YOUR INSTRUCTIONS:
Rewrite the listing from the line containing "with detecting closed" through the end of the listing, keeping the requests. Move every bounding box coordinate in the answers by adding 58 to it.

START DATASET EXCERPTS

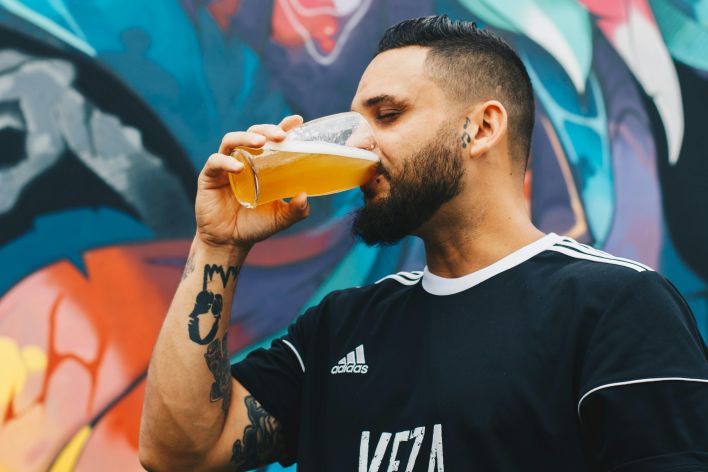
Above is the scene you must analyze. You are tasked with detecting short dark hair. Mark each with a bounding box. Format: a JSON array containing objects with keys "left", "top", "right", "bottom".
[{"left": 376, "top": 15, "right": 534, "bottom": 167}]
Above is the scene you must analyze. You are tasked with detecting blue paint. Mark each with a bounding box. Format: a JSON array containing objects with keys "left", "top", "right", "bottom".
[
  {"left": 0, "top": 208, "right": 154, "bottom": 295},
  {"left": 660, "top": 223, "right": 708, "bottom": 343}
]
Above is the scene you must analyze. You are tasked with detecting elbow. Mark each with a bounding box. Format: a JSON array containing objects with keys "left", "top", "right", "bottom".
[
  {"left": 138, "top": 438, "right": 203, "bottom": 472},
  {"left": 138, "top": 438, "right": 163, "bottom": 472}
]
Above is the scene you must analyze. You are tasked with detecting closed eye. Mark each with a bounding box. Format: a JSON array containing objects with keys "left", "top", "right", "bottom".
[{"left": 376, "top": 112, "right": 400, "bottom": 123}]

END DATASET EXCERPTS

WRITTEN RESPONSE:
Above is the scene you must analyze. You are tasked with detecting closed eye. Mark each with a bounding box. Format: a JSON array containing objects with keys "left", "top", "right", "bottom".
[{"left": 434, "top": 170, "right": 458, "bottom": 181}]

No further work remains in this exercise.